## Source passage
Canyon de Chelly. April 2003. Part One.

On Maggie’s and my first Painting the Rez trip to the Navajo Reservation, I was an overnight guest on the Yazzie family’s farm in Canyon de Chelly. The visit was arranged by Howard Smith, the owner/manager of Spider Rock Campground which overlooks a stretch of the canyon toward its upper Canyon. He is an uncle of Ben Yazzie who helps his parents in the Canyon when he isn’t busy with his work as an electrical contractor. When Howard introduced me to the Yazzie family, he said, “Robert is on a quest.” Meaning, my intent to paint houses and do repair work for folks in tha Chinle-Canyon de Chelly area of the Navajo Reservation. I like that. (Canyon de Chelly is the spiritual center of the vast Navajo Indian Reservation).

## Work task
Please summarize the Canyon de Chelly passage in two sentences.

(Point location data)
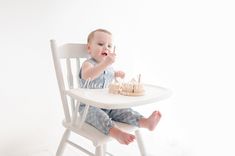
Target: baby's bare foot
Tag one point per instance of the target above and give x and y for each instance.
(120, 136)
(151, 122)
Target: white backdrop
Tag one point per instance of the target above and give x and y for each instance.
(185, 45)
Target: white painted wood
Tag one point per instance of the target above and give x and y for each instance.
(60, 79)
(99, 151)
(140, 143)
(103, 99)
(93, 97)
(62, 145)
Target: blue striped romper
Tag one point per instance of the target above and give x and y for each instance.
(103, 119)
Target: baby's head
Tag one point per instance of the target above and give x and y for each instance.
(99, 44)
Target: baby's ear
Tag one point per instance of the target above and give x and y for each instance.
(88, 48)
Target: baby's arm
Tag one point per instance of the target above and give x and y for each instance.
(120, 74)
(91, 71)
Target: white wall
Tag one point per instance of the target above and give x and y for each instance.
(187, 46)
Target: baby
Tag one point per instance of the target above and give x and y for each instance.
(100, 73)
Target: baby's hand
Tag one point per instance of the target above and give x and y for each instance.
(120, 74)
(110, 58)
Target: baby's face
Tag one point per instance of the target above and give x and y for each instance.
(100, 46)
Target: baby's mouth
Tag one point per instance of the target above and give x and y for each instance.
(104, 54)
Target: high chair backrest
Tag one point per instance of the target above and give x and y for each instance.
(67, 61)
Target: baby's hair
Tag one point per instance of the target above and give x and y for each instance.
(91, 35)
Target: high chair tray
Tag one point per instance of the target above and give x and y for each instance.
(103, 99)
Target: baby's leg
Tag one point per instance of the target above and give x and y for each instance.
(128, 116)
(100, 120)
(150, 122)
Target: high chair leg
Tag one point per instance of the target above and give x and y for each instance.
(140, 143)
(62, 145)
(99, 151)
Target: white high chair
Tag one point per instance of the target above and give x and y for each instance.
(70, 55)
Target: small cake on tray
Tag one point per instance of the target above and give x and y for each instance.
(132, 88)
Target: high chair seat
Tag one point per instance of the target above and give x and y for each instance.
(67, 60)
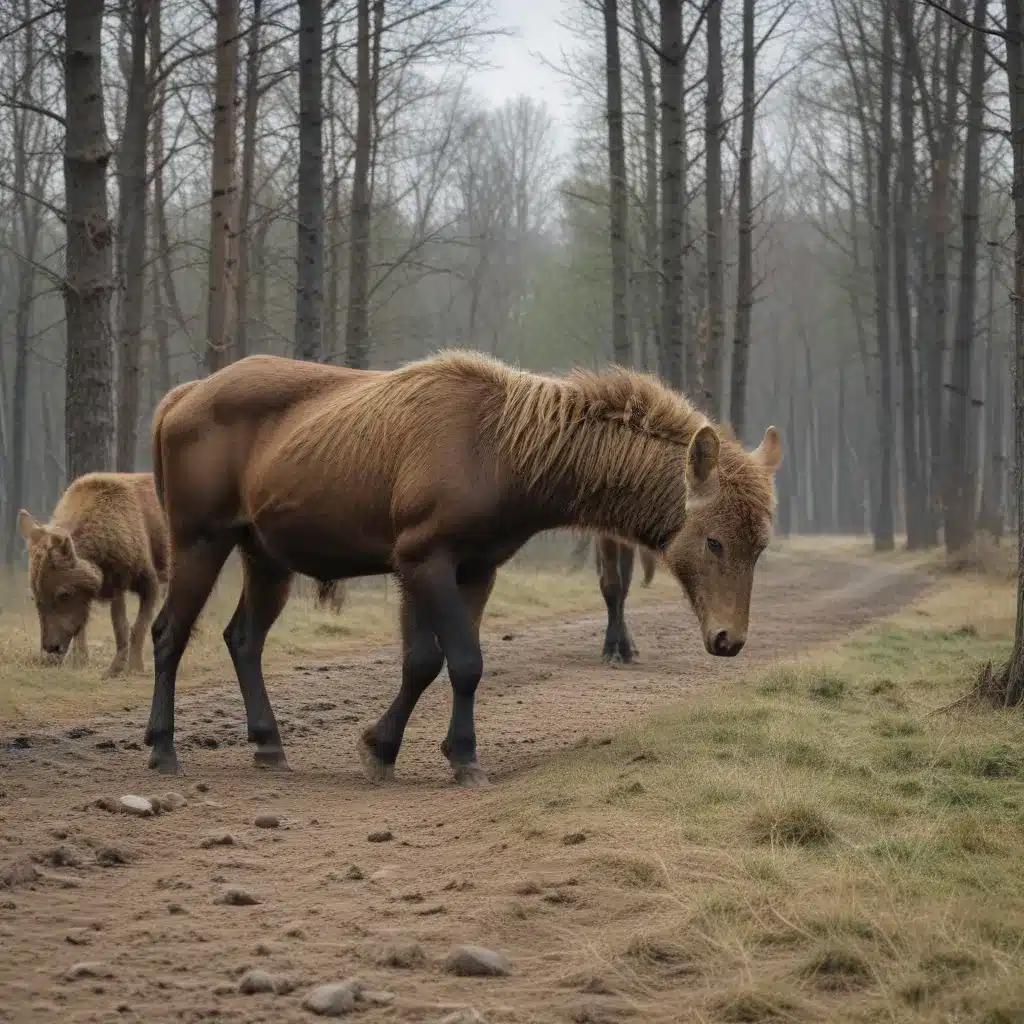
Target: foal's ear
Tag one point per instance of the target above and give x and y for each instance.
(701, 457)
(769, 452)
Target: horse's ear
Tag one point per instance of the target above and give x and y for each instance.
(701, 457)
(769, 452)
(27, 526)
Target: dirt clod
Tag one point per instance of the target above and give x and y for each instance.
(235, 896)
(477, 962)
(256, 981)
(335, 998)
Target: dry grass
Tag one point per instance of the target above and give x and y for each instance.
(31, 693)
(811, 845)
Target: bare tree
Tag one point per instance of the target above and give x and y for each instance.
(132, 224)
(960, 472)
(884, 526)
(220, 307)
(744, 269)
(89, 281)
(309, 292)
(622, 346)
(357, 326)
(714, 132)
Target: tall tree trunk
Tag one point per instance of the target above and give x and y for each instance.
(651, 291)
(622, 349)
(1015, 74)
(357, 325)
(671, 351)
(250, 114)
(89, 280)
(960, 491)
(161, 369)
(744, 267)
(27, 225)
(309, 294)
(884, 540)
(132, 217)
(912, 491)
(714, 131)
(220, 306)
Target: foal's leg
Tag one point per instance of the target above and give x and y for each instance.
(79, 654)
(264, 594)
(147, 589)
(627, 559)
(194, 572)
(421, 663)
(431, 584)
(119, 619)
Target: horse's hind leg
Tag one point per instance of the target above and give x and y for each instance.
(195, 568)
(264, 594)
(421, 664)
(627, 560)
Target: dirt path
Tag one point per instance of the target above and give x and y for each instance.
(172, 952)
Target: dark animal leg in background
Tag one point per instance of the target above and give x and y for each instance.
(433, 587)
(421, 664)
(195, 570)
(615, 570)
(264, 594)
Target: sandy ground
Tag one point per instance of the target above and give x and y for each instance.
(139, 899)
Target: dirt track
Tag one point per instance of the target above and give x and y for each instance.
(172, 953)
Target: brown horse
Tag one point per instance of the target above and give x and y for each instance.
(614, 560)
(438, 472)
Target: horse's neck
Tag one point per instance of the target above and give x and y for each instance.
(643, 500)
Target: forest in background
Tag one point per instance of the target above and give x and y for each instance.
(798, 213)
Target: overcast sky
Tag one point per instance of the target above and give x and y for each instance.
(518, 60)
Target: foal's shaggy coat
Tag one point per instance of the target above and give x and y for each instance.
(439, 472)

--

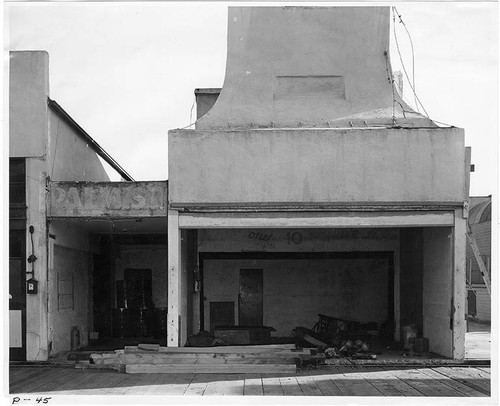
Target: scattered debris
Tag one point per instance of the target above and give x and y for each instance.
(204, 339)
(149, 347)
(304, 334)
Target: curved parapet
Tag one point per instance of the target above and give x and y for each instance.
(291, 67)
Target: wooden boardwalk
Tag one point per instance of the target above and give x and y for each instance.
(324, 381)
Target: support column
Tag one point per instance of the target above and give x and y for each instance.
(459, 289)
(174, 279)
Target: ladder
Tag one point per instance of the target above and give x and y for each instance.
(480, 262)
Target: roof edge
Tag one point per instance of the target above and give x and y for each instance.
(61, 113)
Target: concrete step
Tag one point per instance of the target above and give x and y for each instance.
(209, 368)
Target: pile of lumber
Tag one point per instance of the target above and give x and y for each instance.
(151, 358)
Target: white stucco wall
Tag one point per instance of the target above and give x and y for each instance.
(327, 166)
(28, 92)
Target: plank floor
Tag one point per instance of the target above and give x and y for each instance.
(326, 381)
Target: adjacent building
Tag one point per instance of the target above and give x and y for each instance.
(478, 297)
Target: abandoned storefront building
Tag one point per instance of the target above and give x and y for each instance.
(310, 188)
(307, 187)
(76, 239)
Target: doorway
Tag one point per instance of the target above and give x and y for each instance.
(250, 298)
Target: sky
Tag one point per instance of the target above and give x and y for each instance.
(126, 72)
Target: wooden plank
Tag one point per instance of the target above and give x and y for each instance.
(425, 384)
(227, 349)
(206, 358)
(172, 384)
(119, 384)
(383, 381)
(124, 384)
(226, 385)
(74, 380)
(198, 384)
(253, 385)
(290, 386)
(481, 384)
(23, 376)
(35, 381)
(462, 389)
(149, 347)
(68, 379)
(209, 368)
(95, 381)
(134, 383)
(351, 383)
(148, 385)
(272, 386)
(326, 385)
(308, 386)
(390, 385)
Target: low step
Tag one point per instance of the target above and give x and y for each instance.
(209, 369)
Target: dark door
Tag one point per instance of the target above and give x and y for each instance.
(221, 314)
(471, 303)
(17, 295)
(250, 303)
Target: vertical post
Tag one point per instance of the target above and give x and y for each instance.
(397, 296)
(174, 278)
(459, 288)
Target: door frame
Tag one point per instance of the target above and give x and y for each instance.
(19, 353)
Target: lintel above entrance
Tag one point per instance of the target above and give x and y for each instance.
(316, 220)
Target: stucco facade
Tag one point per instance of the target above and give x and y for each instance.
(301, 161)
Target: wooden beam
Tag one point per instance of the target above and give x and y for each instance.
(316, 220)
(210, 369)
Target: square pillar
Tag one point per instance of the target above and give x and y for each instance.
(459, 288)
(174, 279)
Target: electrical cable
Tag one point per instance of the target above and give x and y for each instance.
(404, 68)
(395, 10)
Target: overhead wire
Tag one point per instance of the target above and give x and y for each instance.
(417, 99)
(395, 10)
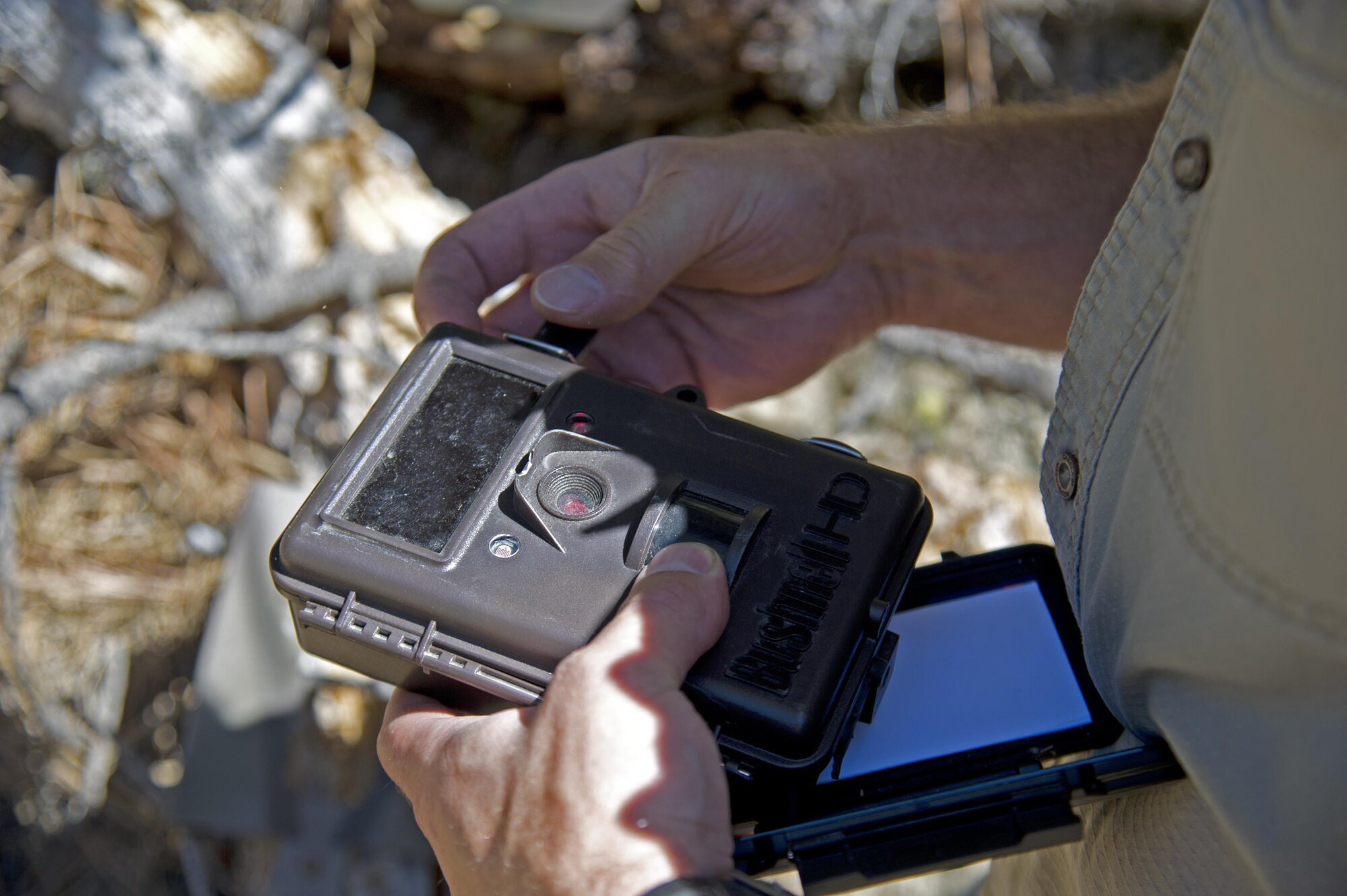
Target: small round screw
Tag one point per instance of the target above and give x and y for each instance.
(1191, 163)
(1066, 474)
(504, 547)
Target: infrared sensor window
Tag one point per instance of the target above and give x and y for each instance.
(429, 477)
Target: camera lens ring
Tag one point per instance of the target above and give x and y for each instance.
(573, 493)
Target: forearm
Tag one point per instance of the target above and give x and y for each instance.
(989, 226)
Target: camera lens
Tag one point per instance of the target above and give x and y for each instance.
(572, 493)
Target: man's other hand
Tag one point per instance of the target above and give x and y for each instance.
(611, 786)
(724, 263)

--

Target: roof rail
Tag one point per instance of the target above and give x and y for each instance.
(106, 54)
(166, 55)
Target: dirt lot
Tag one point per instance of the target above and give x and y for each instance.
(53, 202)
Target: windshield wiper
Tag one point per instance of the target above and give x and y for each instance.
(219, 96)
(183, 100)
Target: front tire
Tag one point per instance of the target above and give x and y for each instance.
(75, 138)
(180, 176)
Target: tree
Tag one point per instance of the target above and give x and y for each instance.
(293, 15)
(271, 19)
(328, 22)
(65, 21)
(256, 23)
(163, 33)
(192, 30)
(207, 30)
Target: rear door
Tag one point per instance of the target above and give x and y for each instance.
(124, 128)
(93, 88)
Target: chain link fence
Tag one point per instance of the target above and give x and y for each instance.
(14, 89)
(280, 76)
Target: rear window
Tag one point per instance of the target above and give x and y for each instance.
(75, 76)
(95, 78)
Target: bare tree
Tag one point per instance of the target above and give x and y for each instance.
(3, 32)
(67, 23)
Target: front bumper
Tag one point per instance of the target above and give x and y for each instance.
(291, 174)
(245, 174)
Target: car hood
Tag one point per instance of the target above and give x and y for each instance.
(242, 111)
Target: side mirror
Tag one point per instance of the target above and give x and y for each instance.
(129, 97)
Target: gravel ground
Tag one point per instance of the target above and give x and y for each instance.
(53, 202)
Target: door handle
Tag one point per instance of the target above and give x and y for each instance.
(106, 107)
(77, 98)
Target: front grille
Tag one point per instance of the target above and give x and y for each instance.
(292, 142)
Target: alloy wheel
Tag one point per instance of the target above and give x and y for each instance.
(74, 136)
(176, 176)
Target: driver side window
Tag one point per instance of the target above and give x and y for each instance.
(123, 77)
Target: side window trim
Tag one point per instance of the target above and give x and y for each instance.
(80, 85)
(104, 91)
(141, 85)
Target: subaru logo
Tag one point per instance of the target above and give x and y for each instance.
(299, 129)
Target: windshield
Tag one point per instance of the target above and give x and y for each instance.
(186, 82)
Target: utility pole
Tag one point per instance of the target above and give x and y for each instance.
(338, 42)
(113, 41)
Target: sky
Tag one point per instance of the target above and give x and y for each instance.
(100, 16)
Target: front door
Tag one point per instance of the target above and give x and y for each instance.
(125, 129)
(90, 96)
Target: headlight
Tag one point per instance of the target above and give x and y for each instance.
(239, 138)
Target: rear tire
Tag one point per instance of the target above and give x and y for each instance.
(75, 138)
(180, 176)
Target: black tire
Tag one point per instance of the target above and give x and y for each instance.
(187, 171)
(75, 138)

## Answer space
On a first Painting the Rez trip to the Navajo Reservation, the writer spent a night on the Yazzie family's farm in Canyon de Chelly. The stay was arranged by Howard Smith, owner/manager of Spider Rock Campground and uncle of Ben Yazzie, who introduced the writer as being "on a quest" to paint houses and do repair work in the Chinle-Canyon de Chelly area, the spiritual center of the reservation.